■ TASK DIRECTIONS:
For this exercise, output the line holding "the pink building" and all subsequent lines of the entries below, unchanged, up to and including the last.
##### DATASET RECORDS #####
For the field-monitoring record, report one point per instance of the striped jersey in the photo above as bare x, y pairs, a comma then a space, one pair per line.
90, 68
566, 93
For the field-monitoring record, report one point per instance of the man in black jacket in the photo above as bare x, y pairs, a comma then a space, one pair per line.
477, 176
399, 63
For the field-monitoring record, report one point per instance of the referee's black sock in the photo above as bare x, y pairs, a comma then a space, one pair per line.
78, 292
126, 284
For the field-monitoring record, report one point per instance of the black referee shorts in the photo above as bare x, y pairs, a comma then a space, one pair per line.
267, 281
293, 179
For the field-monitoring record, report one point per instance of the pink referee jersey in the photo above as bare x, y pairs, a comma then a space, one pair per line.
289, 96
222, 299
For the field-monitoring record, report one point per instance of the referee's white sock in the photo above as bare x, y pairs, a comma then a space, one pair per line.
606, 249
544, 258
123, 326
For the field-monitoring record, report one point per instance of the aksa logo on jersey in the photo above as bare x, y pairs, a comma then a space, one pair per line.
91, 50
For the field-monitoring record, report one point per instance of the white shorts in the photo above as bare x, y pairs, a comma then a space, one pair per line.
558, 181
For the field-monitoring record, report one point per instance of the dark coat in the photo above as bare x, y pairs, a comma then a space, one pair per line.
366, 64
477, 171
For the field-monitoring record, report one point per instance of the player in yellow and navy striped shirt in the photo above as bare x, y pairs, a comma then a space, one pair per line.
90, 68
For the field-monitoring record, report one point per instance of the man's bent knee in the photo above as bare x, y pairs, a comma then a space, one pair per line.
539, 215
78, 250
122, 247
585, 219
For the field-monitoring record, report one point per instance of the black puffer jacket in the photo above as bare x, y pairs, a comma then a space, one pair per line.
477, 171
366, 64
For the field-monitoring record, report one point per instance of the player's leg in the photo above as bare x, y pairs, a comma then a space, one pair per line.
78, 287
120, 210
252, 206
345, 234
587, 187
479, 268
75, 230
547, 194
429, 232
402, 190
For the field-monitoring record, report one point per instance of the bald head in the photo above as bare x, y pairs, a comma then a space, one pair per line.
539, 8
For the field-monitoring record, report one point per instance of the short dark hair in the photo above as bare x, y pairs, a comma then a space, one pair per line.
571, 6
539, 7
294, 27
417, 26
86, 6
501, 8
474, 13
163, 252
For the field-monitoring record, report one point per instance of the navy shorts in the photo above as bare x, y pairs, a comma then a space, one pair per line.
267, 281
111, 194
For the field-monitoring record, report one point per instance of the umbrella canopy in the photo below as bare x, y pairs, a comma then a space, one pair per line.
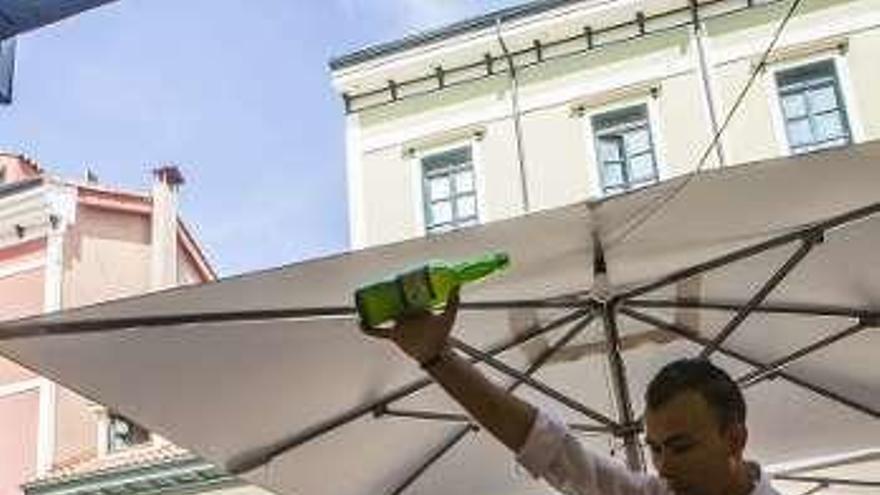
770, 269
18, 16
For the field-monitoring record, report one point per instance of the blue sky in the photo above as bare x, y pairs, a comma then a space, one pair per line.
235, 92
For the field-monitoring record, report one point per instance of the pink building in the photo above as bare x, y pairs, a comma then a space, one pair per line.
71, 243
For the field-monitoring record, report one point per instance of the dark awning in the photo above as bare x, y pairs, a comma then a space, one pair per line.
#####
■ EXERCISE RESPONSE:
For the field-monitoring record, report one point per instance of the pink building in the photo above as bare x, y pairs, a comma then a space, one pair per line.
71, 243
For the field-monitoring record, report one point per instance of the dark awning in the photo above as bare x, y pairs, a comma then a space, one pair per line.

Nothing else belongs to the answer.